Excerpts from a point-labeling dataset:
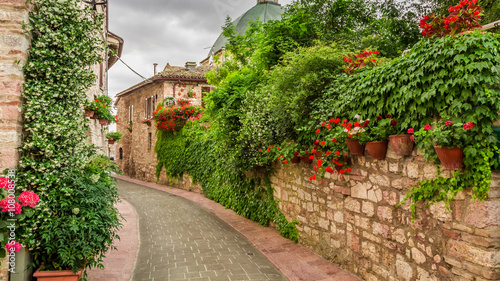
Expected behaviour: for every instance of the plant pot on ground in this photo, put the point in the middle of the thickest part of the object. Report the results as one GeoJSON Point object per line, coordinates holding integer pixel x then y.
{"type": "Point", "coordinates": [377, 149]}
{"type": "Point", "coordinates": [451, 158]}
{"type": "Point", "coordinates": [58, 275]}
{"type": "Point", "coordinates": [401, 144]}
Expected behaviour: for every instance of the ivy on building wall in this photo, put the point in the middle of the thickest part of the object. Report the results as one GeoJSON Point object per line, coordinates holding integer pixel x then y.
{"type": "Point", "coordinates": [67, 230]}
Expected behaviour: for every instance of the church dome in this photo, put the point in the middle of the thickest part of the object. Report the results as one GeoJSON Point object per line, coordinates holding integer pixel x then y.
{"type": "Point", "coordinates": [265, 10]}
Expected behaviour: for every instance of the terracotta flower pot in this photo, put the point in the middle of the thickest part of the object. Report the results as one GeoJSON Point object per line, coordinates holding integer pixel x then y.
{"type": "Point", "coordinates": [355, 147]}
{"type": "Point", "coordinates": [401, 144]}
{"type": "Point", "coordinates": [451, 158]}
{"type": "Point", "coordinates": [305, 159]}
{"type": "Point", "coordinates": [377, 149]}
{"type": "Point", "coordinates": [89, 113]}
{"type": "Point", "coordinates": [58, 275]}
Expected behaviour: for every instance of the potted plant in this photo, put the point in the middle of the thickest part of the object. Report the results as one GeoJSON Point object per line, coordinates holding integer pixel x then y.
{"type": "Point", "coordinates": [82, 224]}
{"type": "Point", "coordinates": [114, 136]}
{"type": "Point", "coordinates": [90, 109]}
{"type": "Point", "coordinates": [147, 122]}
{"type": "Point", "coordinates": [448, 139]}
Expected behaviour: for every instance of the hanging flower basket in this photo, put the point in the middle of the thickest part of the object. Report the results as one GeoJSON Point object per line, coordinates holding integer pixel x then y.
{"type": "Point", "coordinates": [355, 147]}
{"type": "Point", "coordinates": [377, 149]}
{"type": "Point", "coordinates": [451, 158]}
{"type": "Point", "coordinates": [89, 113]}
{"type": "Point", "coordinates": [401, 144]}
{"type": "Point", "coordinates": [53, 275]}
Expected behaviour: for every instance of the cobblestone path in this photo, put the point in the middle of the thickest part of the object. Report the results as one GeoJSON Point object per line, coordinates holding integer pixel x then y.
{"type": "Point", "coordinates": [179, 240]}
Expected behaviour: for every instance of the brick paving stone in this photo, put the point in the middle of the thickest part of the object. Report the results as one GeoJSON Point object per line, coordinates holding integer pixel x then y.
{"type": "Point", "coordinates": [179, 240]}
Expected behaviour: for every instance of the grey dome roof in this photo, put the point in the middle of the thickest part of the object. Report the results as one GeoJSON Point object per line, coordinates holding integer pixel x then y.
{"type": "Point", "coordinates": [263, 11]}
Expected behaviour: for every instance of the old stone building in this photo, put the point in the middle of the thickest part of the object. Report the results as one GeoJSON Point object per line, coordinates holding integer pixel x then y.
{"type": "Point", "coordinates": [264, 10]}
{"type": "Point", "coordinates": [135, 152]}
{"type": "Point", "coordinates": [14, 45]}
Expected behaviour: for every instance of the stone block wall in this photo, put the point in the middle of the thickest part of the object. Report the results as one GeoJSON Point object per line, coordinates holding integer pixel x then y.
{"type": "Point", "coordinates": [13, 54]}
{"type": "Point", "coordinates": [354, 221]}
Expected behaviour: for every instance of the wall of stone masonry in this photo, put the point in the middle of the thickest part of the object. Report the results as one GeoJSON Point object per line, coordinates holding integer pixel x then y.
{"type": "Point", "coordinates": [13, 47]}
{"type": "Point", "coordinates": [139, 158]}
{"type": "Point", "coordinates": [354, 221]}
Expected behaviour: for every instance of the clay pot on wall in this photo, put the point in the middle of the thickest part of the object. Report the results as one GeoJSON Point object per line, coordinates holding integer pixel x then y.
{"type": "Point", "coordinates": [451, 158]}
{"type": "Point", "coordinates": [401, 144]}
{"type": "Point", "coordinates": [56, 275]}
{"type": "Point", "coordinates": [355, 147]}
{"type": "Point", "coordinates": [377, 149]}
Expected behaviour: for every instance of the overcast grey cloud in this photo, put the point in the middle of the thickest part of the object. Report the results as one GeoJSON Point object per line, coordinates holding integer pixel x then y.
{"type": "Point", "coordinates": [161, 31]}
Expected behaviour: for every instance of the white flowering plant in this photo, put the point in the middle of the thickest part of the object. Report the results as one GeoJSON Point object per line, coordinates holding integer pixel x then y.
{"type": "Point", "coordinates": [75, 222]}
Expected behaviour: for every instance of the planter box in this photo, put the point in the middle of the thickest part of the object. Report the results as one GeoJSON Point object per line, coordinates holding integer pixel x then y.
{"type": "Point", "coordinates": [58, 275]}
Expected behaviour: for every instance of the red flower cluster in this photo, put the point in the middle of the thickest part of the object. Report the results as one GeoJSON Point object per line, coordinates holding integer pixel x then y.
{"type": "Point", "coordinates": [360, 60]}
{"type": "Point", "coordinates": [175, 117]}
{"type": "Point", "coordinates": [463, 17]}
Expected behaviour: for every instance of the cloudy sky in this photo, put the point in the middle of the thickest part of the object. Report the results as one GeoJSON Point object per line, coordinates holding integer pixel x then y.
{"type": "Point", "coordinates": [162, 31]}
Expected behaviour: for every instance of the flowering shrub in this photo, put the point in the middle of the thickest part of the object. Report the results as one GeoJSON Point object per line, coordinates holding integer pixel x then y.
{"type": "Point", "coordinates": [446, 133]}
{"type": "Point", "coordinates": [358, 61]}
{"type": "Point", "coordinates": [173, 118]}
{"type": "Point", "coordinates": [55, 156]}
{"type": "Point", "coordinates": [462, 17]}
{"type": "Point", "coordinates": [12, 208]}
{"type": "Point", "coordinates": [117, 136]}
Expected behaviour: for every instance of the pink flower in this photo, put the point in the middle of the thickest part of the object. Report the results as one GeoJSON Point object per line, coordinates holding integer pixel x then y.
{"type": "Point", "coordinates": [28, 198]}
{"type": "Point", "coordinates": [13, 246]}
{"type": "Point", "coordinates": [14, 206]}
{"type": "Point", "coordinates": [5, 182]}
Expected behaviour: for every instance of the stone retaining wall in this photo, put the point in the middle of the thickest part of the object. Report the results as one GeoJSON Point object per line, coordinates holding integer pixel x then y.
{"type": "Point", "coordinates": [354, 221]}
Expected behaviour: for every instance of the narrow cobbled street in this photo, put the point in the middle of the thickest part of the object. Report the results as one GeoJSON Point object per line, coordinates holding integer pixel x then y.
{"type": "Point", "coordinates": [179, 240]}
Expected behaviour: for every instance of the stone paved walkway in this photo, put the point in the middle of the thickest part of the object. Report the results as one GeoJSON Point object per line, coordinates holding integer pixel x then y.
{"type": "Point", "coordinates": [189, 237]}
{"type": "Point", "coordinates": [182, 241]}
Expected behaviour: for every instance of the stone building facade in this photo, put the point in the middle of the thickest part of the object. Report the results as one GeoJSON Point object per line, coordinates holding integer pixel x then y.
{"type": "Point", "coordinates": [14, 45]}
{"type": "Point", "coordinates": [135, 152]}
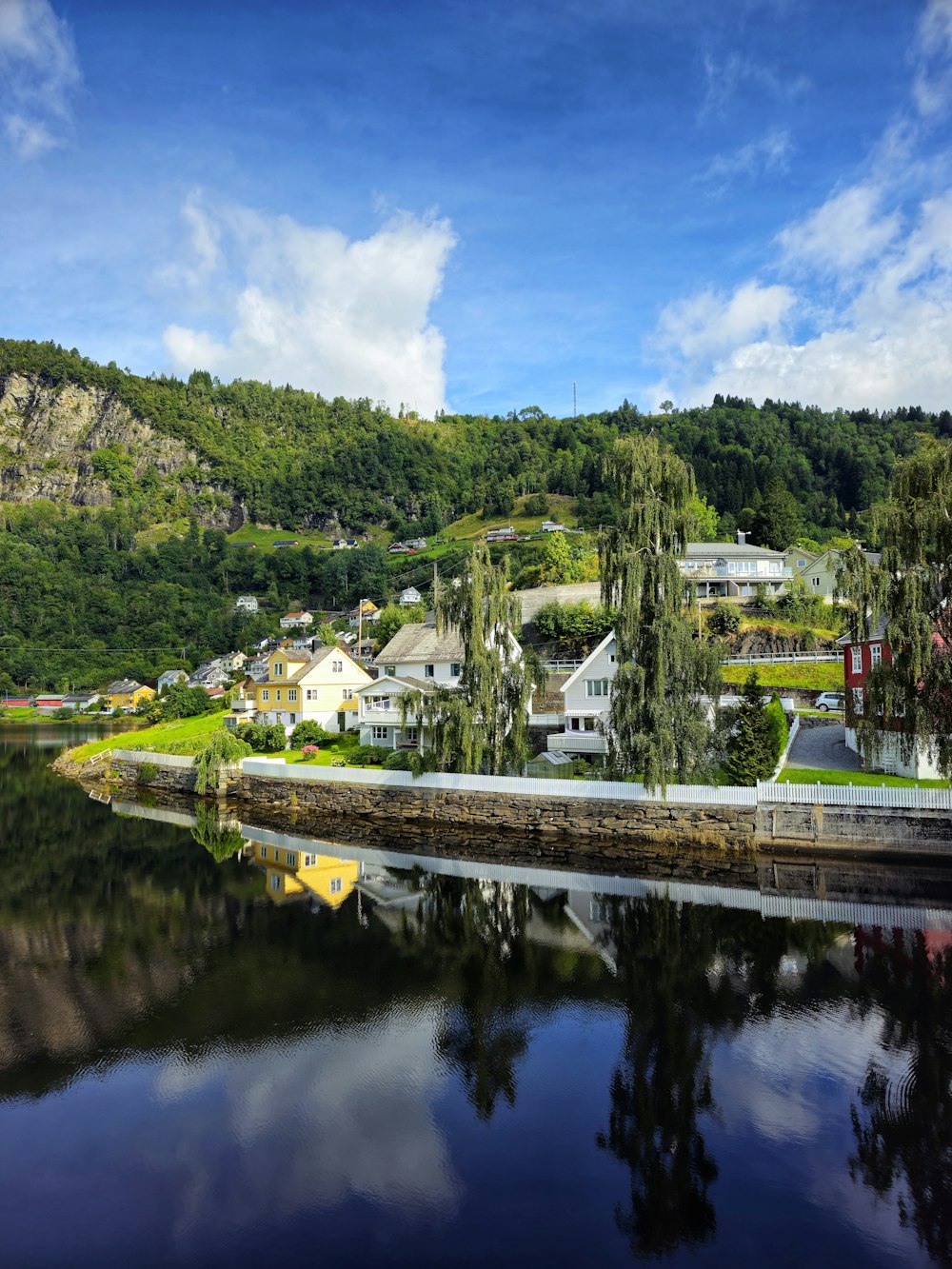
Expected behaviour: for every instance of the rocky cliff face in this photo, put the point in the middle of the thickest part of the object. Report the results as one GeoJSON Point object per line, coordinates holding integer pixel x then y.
{"type": "Point", "coordinates": [50, 434]}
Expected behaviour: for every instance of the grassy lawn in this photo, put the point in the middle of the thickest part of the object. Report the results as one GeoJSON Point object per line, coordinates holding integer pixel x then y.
{"type": "Point", "coordinates": [266, 538]}
{"type": "Point", "coordinates": [806, 675]}
{"type": "Point", "coordinates": [750, 625]}
{"type": "Point", "coordinates": [809, 776]}
{"type": "Point", "coordinates": [182, 736]}
{"type": "Point", "coordinates": [560, 507]}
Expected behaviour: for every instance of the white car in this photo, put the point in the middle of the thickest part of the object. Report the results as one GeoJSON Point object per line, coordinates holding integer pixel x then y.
{"type": "Point", "coordinates": [832, 701]}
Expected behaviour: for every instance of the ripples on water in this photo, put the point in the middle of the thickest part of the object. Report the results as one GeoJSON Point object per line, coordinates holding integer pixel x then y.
{"type": "Point", "coordinates": [368, 1061]}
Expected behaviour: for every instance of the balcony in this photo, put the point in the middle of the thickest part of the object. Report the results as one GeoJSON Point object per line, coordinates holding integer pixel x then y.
{"type": "Point", "coordinates": [578, 743]}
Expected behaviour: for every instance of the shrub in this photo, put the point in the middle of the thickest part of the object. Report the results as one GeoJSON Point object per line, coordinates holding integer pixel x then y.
{"type": "Point", "coordinates": [223, 750]}
{"type": "Point", "coordinates": [400, 761]}
{"type": "Point", "coordinates": [725, 620]}
{"type": "Point", "coordinates": [366, 754]}
{"type": "Point", "coordinates": [308, 734]}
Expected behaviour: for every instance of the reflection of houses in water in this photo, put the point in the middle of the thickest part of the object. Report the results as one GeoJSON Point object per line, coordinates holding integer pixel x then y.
{"type": "Point", "coordinates": [293, 875]}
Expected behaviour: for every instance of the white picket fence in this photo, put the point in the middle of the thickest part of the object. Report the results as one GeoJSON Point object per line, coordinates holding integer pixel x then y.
{"type": "Point", "coordinates": [857, 795]}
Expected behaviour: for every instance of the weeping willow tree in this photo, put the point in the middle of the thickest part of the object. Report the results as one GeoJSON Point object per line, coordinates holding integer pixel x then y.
{"type": "Point", "coordinates": [904, 597]}
{"type": "Point", "coordinates": [483, 724]}
{"type": "Point", "coordinates": [658, 724]}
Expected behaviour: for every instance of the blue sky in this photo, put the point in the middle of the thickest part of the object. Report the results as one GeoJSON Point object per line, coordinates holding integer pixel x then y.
{"type": "Point", "coordinates": [472, 206]}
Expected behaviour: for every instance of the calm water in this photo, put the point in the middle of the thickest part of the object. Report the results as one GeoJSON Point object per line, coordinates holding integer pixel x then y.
{"type": "Point", "coordinates": [208, 1060]}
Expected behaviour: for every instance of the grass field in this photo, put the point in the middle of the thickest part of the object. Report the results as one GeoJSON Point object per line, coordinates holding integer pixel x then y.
{"type": "Point", "coordinates": [266, 538]}
{"type": "Point", "coordinates": [182, 736]}
{"type": "Point", "coordinates": [560, 507]}
{"type": "Point", "coordinates": [867, 780]}
{"type": "Point", "coordinates": [803, 675]}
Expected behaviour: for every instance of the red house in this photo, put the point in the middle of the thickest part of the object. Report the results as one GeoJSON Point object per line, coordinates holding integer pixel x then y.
{"type": "Point", "coordinates": [860, 656]}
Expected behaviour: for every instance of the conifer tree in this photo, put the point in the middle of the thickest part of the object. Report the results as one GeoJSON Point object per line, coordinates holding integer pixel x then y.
{"type": "Point", "coordinates": [658, 724]}
{"type": "Point", "coordinates": [754, 747]}
{"type": "Point", "coordinates": [483, 724]}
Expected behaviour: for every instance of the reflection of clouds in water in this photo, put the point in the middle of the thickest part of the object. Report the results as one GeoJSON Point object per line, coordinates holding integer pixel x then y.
{"type": "Point", "coordinates": [314, 1120]}
{"type": "Point", "coordinates": [792, 1078]}
{"type": "Point", "coordinates": [776, 1065]}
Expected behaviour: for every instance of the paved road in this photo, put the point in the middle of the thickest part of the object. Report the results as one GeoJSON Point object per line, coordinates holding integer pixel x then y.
{"type": "Point", "coordinates": [825, 747]}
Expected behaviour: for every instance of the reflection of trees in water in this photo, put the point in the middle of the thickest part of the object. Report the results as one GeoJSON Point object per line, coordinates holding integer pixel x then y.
{"type": "Point", "coordinates": [676, 1004]}
{"type": "Point", "coordinates": [484, 1036]}
{"type": "Point", "coordinates": [221, 838]}
{"type": "Point", "coordinates": [904, 1131]}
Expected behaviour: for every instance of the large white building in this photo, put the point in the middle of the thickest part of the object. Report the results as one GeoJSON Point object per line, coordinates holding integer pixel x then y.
{"type": "Point", "coordinates": [418, 659]}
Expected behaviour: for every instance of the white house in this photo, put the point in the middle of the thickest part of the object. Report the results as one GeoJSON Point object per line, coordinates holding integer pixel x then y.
{"type": "Point", "coordinates": [303, 688]}
{"type": "Point", "coordinates": [586, 696]}
{"type": "Point", "coordinates": [291, 620]}
{"type": "Point", "coordinates": [417, 659]}
{"type": "Point", "coordinates": [168, 677]}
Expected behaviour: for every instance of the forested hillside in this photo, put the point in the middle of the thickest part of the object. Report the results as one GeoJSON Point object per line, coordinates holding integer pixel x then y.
{"type": "Point", "coordinates": [91, 458]}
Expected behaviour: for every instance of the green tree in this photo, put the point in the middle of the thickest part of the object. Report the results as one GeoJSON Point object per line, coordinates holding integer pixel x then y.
{"type": "Point", "coordinates": [754, 747]}
{"type": "Point", "coordinates": [483, 724]}
{"type": "Point", "coordinates": [779, 522]}
{"type": "Point", "coordinates": [908, 590]}
{"type": "Point", "coordinates": [658, 724]}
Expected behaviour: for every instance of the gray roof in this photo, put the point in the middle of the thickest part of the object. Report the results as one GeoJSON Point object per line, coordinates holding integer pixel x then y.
{"type": "Point", "coordinates": [421, 643]}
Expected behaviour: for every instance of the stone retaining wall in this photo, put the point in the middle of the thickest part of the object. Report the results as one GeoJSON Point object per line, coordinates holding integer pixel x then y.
{"type": "Point", "coordinates": [609, 829]}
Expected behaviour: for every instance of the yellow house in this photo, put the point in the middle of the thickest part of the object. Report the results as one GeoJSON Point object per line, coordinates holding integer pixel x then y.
{"type": "Point", "coordinates": [293, 875]}
{"type": "Point", "coordinates": [128, 694]}
{"type": "Point", "coordinates": [305, 688]}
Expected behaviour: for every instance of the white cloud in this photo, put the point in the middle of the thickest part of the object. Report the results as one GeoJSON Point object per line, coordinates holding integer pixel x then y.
{"type": "Point", "coordinates": [725, 79]}
{"type": "Point", "coordinates": [845, 231]}
{"type": "Point", "coordinates": [767, 153]}
{"type": "Point", "coordinates": [307, 306]}
{"type": "Point", "coordinates": [38, 76]}
{"type": "Point", "coordinates": [856, 308]}
{"type": "Point", "coordinates": [932, 83]}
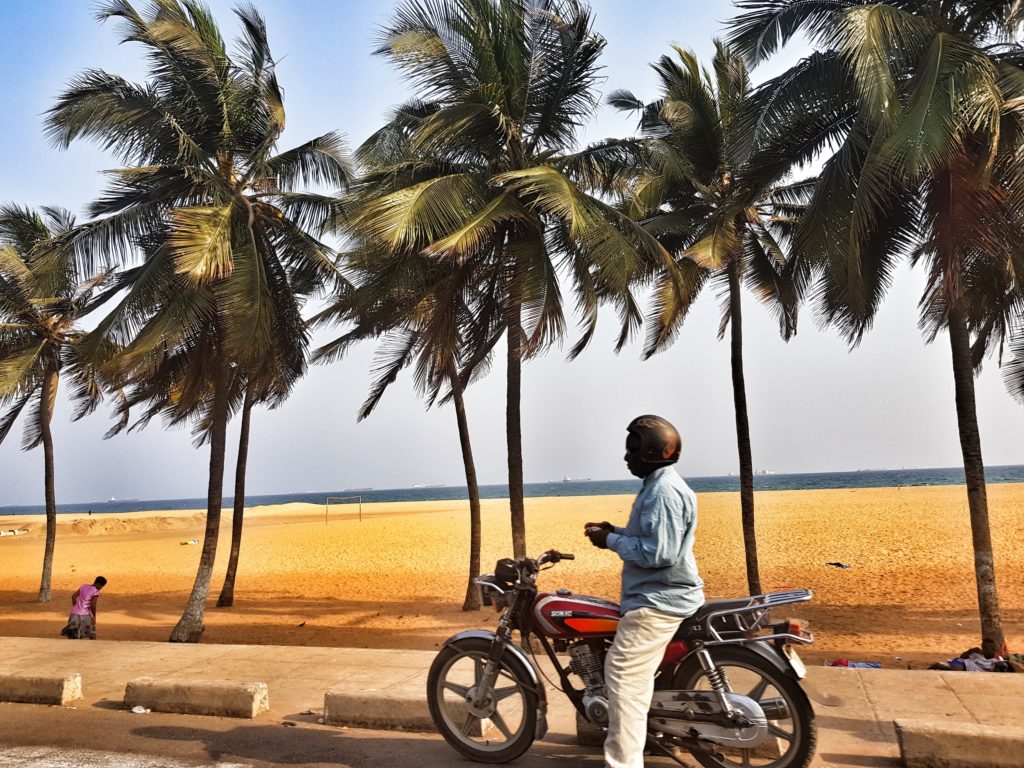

Your instructions: Locate each line of the material above that contains the string "roof" and copy those lines out in full, treating a difference in letter case as a mismatch.

Complete output:
Expected behaviour: for every instance of the grey dome roof in this photo, put the point in the middle of the thickest part of the object. Report the results as one GeoJSON Point object per line, coordinates holding integer pixel x then y.
Expected behaviour: for every instance of the gray roof in this photo, put the point in the middle of the thickest part of the object. Report the results as one GeoJSON Point object per line, coordinates holding integer pixel x then y.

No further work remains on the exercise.